** begin Source text **
The reality is that the survivors were not entirely happy with the GTRC report. For example, some were disappointed that we hadn’t made more findings about the federal government’s role in planning the event. They also weren’t unanimously happy with the finding that they bore some responsibility, albeit lesser, for staging the event in a low-income community and underestimating the potential for violence by the Klansmen and Nazis. (Although some had already apologized for that very thing.) But Assael and Keating just made assumptions about what the survivors wanted without asking them.
They also implied a cozy relationship between the GTRC and the survivors. They claimed that the selection committee for the Commission had “strong ties to Johnson’s Beloved Community Center” but they failed to mention that the Selection Panel for the commission was chaired by the person appointed by Mayor Keith Holliday to that body. They also omitted the fact that seventeen organizations were invited to appoint people to that panel. Those individuals and organizations included the Republican Party of Guilford County, the Greensboro Police Department, the Mayor of Greensboro and plenty of other individuals and bodies who would be surprised to read in Mother Jones magazine that they have “strong ties to Johnson’s Beloved Community Center.” These groups were invited based on a very clear desire by the survivors and their allies in the Local Task Force to design a process that would have legitimacy to the entire Greensboro community and therefore not be connected to or beholden to the survivors alone.
One sentence in here keeps ringing in my ears: “Having already been dealt a sympathetic hand, the Greensboro survivors kept coming back to the table to pursue reconciliation on their terms.” In what world do we call having your loved ones murdered, being blamed for those murders for four decades, losing your jobs, housing, and reputations, and, even in 2021, being the target of a hit piece published in Mother Jones being “dealt a sympathetic hand?”
** end Source text **
** begin Extracted entries **
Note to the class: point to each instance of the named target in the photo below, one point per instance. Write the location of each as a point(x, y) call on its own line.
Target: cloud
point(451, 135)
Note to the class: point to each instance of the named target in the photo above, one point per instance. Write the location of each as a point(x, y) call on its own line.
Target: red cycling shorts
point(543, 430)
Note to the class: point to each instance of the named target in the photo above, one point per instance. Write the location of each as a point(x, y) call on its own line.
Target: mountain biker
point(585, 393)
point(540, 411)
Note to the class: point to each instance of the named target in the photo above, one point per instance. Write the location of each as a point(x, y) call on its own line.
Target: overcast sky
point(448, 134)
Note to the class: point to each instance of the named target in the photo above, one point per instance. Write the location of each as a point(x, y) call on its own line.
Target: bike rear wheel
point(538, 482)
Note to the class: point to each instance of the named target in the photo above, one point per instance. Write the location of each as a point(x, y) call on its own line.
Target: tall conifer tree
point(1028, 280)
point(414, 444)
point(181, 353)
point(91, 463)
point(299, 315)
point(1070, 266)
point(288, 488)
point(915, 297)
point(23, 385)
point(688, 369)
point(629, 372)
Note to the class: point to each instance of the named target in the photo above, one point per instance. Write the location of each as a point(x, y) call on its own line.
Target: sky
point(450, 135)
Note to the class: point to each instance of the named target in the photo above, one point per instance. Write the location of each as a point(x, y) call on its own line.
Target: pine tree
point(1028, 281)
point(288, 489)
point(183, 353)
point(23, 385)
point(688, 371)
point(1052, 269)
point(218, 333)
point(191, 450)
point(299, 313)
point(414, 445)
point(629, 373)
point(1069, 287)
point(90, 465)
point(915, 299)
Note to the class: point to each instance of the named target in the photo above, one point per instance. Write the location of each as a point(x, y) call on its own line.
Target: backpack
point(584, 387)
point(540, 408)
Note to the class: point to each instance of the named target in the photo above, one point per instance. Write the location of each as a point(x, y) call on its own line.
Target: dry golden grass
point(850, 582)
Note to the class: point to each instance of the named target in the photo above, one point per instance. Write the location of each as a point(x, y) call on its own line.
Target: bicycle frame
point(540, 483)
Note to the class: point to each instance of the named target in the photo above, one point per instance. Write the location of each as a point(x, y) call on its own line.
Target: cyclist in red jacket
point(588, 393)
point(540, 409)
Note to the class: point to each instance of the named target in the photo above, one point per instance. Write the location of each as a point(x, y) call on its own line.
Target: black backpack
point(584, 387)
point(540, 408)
** end Extracted entries **
Extend the passage defending the GTRC report against the Mother Jones article, starting after its final sentence.

Personally, I am grateful to the Greensboro Massacre survivors for doggedly continuing to come back to the table to pursue truth and reconciliation in a grown-up sense – not in simplistic terms like apologies and forgiveness – but in terms of institutional accountability and forging networks based on truth and beloved community. It would have been much easier for people like Rev. Nelson and Joyce Johnson to dive headfirst into the so-called truth and reconciliation complex and focus entirely on exporting an admittedly imperfect, but authentic model of grassroots truth-seeking to other communities. Instead, they’ve continued to focus their efforts locally in Greensboro, a place in which their contributions are least appreciated, at least outside of settings like Klan meetings and Mother Jones feature articles. Based on what I know about Mary Harris “Mother” Jones, I think she’d respect them, too.
About the author: Jill Williams was the executive director of the Greensboro Truth and Reconciliation Commission and currently lives in Pulaski, VA, her hometown in the Appalachian Mountains. An accomplished “grifter” in the “Truth and Reconciliation Complex,” she recently was given a raise in her current position leading a local truth-seeking initiative that just barely increased her annual wages from four figures to five.